EXERCISE
Copy the data below word for word, beginning at the line that has "For every instance of the nun, set" and stopping after the line that has "x=411 y=916".

DATA FOR THIS TASK
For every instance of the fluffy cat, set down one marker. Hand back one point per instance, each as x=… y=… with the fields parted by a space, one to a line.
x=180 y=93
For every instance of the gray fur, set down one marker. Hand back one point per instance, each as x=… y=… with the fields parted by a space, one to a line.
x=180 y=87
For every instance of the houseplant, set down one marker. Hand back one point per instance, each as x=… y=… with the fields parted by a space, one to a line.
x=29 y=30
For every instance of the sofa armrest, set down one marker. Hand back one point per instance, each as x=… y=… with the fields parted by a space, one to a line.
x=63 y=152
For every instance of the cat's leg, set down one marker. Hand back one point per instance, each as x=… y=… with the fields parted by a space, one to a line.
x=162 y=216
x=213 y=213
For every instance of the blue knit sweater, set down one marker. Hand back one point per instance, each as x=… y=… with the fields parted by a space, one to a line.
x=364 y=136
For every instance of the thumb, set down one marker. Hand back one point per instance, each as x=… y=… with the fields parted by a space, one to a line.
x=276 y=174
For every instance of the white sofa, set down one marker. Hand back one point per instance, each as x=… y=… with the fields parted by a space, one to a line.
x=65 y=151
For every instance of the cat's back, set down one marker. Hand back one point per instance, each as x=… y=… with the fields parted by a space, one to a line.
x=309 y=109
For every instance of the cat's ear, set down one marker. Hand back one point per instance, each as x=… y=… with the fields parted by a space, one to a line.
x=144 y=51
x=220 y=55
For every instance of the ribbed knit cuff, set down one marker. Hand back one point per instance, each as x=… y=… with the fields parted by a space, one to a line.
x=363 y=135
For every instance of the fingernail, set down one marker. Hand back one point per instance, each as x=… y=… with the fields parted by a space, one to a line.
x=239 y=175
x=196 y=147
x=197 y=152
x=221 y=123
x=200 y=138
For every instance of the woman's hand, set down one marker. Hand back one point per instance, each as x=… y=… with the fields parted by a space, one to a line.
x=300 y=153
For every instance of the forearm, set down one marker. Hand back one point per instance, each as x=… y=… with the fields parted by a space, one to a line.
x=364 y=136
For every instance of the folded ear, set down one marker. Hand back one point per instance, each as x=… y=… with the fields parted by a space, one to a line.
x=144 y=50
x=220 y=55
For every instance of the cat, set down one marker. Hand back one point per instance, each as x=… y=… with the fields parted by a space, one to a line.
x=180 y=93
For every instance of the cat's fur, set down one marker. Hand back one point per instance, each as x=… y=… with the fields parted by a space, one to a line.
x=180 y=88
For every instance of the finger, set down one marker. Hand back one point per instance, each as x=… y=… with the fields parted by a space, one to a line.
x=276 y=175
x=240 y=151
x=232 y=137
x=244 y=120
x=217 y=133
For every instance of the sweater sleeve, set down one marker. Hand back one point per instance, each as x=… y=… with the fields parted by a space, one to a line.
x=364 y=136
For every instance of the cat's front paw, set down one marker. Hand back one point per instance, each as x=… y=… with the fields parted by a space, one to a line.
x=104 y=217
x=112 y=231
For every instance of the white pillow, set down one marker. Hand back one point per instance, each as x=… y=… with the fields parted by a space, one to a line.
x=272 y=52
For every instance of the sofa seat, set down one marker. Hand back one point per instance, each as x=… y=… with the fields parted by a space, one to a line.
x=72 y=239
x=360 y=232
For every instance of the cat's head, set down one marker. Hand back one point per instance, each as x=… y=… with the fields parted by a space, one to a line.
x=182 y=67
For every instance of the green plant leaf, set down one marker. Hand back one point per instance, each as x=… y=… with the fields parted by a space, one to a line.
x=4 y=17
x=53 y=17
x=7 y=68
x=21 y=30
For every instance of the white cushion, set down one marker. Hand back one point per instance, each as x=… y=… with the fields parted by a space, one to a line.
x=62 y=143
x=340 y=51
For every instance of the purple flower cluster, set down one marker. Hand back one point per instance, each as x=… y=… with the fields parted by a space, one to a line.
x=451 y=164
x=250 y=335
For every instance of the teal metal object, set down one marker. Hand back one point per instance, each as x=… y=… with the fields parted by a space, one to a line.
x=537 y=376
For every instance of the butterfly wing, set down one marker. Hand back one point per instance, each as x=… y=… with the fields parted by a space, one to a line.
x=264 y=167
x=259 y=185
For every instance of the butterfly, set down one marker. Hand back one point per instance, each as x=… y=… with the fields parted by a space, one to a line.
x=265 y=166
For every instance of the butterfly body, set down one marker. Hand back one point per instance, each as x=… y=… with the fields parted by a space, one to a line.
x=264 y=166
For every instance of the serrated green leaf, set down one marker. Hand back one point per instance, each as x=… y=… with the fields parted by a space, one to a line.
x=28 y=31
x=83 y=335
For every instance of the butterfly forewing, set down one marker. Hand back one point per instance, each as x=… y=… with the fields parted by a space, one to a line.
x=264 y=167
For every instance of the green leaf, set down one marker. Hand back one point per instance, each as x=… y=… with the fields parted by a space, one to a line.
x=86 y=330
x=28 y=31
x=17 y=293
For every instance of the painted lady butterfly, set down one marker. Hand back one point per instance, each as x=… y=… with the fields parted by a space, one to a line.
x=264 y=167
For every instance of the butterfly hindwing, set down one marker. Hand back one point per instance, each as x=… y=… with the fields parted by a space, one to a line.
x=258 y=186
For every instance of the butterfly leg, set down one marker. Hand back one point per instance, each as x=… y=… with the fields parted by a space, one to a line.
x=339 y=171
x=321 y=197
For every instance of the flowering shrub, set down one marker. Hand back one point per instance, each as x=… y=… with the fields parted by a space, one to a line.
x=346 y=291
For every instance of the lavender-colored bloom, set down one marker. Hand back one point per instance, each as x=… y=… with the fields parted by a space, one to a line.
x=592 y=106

==

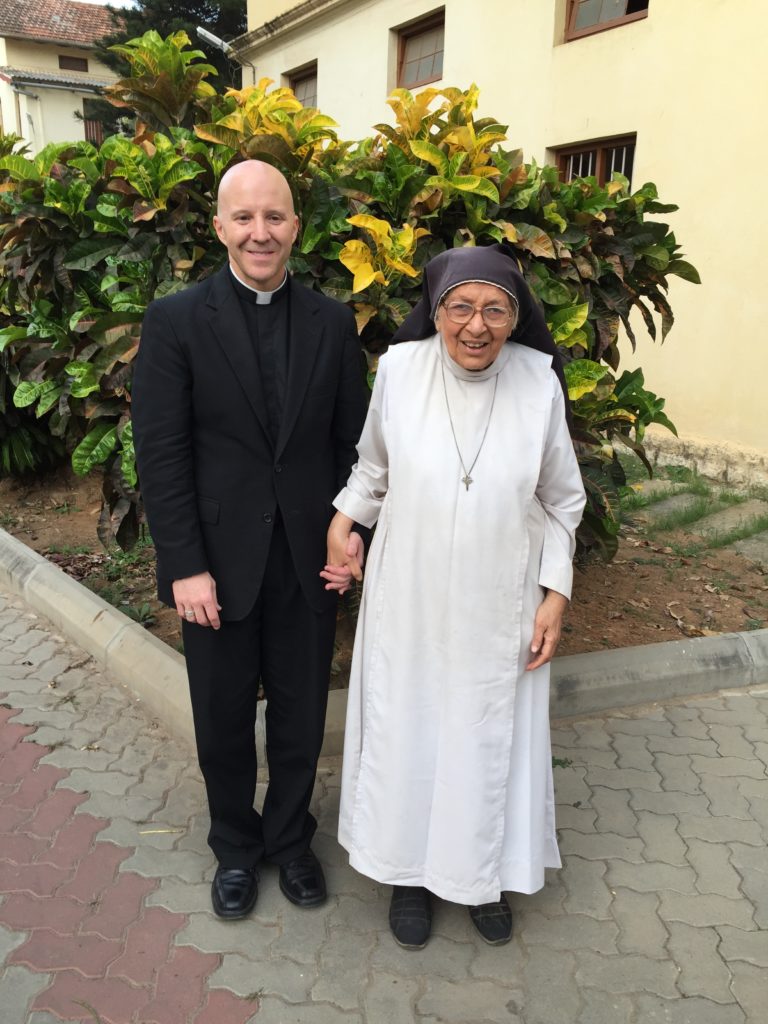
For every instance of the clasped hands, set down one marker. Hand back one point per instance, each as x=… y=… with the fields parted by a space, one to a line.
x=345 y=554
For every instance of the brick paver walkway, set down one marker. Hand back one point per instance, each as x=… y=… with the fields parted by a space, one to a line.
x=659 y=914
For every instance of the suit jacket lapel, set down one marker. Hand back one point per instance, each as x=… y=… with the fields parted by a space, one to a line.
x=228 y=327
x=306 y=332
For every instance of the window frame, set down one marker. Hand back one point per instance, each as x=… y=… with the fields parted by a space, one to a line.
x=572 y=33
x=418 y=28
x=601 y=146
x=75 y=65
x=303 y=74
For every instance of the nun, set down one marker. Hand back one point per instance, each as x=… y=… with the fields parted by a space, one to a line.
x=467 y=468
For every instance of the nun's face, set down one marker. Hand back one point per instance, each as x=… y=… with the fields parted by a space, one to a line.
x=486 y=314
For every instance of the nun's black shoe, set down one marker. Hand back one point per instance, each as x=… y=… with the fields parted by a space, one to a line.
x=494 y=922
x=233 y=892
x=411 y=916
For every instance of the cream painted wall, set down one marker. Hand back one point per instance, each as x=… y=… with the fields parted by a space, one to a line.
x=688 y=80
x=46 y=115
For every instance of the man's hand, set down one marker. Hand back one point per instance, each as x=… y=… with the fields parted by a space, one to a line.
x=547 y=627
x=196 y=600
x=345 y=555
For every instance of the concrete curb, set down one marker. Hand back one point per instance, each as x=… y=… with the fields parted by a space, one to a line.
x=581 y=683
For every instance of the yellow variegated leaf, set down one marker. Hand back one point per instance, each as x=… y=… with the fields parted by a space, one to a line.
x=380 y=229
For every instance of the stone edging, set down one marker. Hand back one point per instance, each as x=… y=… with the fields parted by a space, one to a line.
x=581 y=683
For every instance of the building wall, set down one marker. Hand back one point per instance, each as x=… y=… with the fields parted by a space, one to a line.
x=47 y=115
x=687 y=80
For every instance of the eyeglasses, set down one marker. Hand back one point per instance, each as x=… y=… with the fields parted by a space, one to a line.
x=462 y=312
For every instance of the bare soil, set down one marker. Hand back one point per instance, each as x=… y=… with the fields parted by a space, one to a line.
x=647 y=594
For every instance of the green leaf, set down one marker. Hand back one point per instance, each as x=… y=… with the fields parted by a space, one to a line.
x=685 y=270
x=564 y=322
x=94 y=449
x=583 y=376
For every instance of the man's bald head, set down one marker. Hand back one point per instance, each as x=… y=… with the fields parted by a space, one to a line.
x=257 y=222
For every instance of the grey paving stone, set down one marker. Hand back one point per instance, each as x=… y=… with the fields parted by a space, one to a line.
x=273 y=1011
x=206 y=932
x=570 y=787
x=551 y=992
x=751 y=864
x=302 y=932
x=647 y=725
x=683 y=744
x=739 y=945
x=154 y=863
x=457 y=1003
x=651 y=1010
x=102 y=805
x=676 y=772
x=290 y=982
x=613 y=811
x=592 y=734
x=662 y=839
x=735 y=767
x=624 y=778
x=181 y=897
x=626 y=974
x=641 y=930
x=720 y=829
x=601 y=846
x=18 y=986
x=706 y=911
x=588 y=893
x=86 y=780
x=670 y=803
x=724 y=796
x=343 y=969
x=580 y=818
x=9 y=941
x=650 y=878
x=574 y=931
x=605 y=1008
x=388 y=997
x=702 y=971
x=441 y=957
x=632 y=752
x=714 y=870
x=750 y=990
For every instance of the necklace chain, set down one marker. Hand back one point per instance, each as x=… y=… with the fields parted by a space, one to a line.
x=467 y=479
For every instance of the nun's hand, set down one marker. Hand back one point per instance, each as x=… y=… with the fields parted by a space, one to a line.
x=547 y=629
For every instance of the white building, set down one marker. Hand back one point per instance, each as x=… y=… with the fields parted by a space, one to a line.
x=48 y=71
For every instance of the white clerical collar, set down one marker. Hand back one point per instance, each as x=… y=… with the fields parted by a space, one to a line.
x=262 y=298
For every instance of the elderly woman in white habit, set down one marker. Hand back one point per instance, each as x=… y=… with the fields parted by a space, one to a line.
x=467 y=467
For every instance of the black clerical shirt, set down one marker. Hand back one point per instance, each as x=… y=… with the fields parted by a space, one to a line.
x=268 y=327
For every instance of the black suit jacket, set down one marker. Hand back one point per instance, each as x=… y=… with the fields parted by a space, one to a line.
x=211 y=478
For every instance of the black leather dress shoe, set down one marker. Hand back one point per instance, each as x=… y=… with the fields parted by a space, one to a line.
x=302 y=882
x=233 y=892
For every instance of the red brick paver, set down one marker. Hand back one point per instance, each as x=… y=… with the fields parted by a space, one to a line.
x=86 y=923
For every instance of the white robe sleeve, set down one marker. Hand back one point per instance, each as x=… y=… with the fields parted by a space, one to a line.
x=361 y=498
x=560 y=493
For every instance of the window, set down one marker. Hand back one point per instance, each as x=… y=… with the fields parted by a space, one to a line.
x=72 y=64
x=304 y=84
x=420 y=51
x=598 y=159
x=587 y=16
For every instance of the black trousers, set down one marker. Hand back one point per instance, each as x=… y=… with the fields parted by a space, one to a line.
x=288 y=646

...

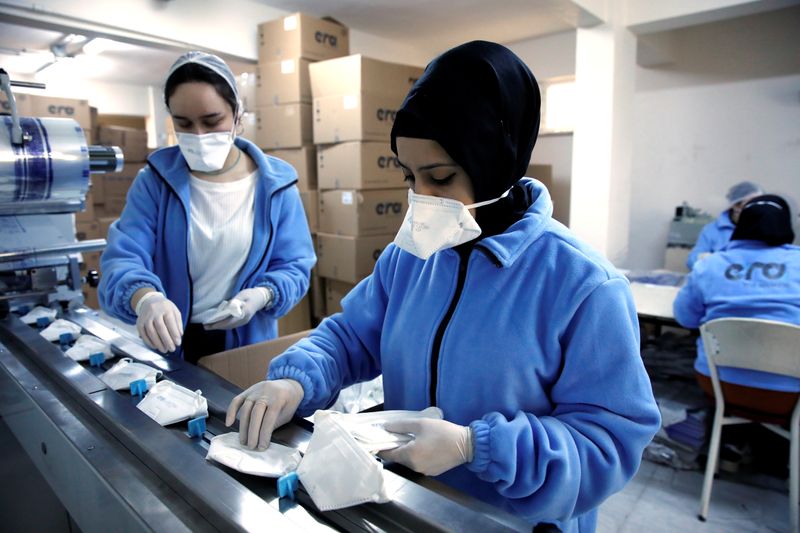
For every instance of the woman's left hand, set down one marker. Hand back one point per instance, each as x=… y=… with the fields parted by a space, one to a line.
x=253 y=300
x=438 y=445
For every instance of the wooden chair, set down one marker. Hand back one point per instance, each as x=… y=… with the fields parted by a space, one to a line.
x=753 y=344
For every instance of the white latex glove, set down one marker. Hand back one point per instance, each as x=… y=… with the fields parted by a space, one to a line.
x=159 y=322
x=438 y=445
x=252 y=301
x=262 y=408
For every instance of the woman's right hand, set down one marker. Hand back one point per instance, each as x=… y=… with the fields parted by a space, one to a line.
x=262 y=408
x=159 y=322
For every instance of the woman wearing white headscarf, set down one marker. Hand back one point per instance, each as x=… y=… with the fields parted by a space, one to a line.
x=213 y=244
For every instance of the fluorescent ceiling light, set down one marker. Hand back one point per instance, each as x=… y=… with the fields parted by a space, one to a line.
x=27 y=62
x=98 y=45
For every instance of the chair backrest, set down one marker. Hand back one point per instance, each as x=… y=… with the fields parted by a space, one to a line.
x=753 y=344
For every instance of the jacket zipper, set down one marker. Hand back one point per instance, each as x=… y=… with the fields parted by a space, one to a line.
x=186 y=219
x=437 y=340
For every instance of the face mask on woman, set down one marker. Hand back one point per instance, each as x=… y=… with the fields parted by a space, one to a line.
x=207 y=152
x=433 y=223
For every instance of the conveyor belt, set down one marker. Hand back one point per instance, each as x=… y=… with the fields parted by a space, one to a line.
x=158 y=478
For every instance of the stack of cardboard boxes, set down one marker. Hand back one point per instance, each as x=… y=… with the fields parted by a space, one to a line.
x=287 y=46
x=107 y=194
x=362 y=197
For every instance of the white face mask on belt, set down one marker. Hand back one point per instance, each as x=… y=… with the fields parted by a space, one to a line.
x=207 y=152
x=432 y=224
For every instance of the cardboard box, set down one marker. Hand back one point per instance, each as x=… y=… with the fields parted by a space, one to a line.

RESULT OF THIS EXERCISE
For every instance of the nun, set down one marker. Hand back one point per instance, each as x=… y=… with the fields parted by a space, one to a line.
x=467 y=468
For every instance of the nun's face, set down one marker. Hand back one point per instance, each as x=… y=… with the fields parted by a space, one to a line.
x=486 y=314
For every instance of the nun's black shoe, set down one marker. Hand back one point per instance, each as x=… y=… with the fields parted by a space, one to a line.
x=494 y=922
x=233 y=892
x=411 y=916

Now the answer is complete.